# TEXT:
=-=-=-=-=
Healing
My approach to healing is based on my experiences and what I have been taught by the patients I have worked with and helped to care for. To start, let’s define healing. Usually we think of healing as getting well from a disease or being “cured” (and this usually what we desire as well). Sometimes healing can mean being cured of a disease but sometimes it means finding peace to accept the disease or to live as well as possible with the disease. The definition of healing that resonates most with me is that healing is a return to wholeness. I heard a fabulous talk by Tony Redhouse several years ago teaching about the Native American view of healing. One of the teachings I took away is that healing isn’t necessarily a state that we get to and stay in… there is an ebb and flow to it. We may heal or return to wholeness and then fall out of it and then return again. It is a process of transformation.
When I think about healing and how we heal, I think healing must happen on several levels, and healing isn’t something that happens to us but something that we participate in. Other traditions think about the body as having different layers… a physical layer or body, an emotional body, a mental body, and an energy body (there are different layers depending on the tradition and teaching but I’m using these as they are easy to conceptualize). I think of them as the physical body and the other bodies, and for me, the mental, emotional, energy, and spiritual components are conceptually together. Most of conventional medicine is primarily focused on the physical body and a lot of the wellness industry is too (exercise, diets, supplements, etc.).
In order for true healing to happen, we have to address the physical body and these other bodies. If we have a chronic disease, we need to address the way that we treat our physical body: our movement, our diet, our sleep. We also need to address the other layers too. We can help change how we think about ourselves and our chronic disease, we can help our mental health which may help us make changes in our diet and exercise more easily. We can address and heal old traumas which may change how we show up in the world. All of these pieces are interconnected.
Most of us are most familiar with thinking about physical healing and therapies or modalities we may use to address physical health. It may be less familiar to think about how we intentionally address other layers but there are so many possibilities available and some may resonate with you and some may not. It’s important to choose or utilize a modality that calls to you and that you connect with. Therapy, coaching, shamanism may all work on mental health and possibly spiritual health. Reiki, acupuncture, flower essences may work on your energetic body (as well as many others).
=-=-=-=-=
# INFORMATION:
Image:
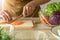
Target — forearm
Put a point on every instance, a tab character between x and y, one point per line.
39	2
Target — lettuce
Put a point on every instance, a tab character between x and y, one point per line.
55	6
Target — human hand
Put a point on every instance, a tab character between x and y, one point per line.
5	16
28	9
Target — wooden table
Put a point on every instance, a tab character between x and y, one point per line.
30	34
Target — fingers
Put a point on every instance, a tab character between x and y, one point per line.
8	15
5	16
=-=-=-=-=
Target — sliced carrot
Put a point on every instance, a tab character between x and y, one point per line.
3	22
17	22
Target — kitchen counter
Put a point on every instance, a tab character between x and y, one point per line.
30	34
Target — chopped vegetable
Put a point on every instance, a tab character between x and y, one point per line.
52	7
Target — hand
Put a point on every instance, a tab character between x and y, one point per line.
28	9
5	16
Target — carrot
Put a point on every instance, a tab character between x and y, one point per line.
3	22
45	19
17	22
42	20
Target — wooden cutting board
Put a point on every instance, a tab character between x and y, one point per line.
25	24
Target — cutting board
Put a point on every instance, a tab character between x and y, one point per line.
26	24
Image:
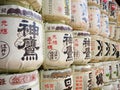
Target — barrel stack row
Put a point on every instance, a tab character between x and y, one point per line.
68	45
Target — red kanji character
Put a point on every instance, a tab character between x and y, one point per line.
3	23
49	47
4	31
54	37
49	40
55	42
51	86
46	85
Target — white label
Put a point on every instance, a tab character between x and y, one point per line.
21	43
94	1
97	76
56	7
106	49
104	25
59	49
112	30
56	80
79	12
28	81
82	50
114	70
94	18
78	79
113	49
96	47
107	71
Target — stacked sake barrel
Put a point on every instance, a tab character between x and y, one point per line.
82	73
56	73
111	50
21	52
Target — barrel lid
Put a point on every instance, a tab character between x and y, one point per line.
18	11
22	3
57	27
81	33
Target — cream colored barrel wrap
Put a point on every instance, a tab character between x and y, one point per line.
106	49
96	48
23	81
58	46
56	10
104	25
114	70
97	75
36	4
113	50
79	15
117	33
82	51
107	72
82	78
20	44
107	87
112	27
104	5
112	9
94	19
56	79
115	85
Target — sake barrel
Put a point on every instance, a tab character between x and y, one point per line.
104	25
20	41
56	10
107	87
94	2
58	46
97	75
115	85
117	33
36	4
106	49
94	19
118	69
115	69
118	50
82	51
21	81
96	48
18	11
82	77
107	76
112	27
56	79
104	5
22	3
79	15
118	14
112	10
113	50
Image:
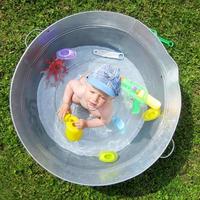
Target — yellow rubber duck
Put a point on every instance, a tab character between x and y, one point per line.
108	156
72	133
=-=-=-=-=
# EXERCISE REQUIREMENTS:
Reproduce the passage of the text on healing that starts with "When I think" and continues through "diets, supplements, etc.).", word for word.

# RESULT OF THE EXERCISE:
When I think about healing and how we heal, I think healing must happen on several levels, and healing isn’t something that happens to us but something that we participate in. Other traditions think about the body as having different layers… a physical layer or body, an emotional body, a mental body, and an energy body (there are different layers depending on the tradition and teaching but I’m using these as they are easy to conceptualize). I think of them as the physical body and the other bodies, and for me, the mental, emotional, energy, and spiritual components are conceptually together. Most of conventional medicine is primarily focused on the physical body and a lot of the wellness industry is too (exercise, diets, supplements, etc.).